Instructions to follow |
Format the data starting at the line that contains "of the white" and ending at the line that contains "Target: white mushroom" as a JSON list of strings, with one string per line and any blank lines omitted.

Excerpted records |
___
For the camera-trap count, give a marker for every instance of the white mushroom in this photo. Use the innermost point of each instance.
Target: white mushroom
___
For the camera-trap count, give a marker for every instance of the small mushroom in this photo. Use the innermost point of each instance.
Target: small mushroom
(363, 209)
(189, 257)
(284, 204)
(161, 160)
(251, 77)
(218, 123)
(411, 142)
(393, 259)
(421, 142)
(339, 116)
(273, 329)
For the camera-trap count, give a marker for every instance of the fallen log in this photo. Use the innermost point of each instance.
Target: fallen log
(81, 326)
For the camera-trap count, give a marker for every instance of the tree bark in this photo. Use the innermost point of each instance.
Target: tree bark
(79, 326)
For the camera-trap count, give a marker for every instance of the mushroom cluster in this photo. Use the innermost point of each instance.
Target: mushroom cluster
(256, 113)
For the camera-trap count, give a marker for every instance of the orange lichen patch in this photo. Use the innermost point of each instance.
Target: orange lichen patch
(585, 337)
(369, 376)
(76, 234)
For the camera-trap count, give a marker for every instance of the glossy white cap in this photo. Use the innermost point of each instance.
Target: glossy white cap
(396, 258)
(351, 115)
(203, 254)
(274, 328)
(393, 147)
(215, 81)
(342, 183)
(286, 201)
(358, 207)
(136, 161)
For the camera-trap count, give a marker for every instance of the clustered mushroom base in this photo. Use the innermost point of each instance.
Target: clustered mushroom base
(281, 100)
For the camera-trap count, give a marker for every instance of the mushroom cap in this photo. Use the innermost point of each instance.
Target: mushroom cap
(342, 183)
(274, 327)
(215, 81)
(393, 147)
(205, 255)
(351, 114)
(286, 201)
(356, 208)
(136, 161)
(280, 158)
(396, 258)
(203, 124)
___
Result |
[
  "For the camera-trap count, give a marker for every instance of the white mushroom in this photo. Use the innermost point of each instance.",
  "Target: white mushroom"
]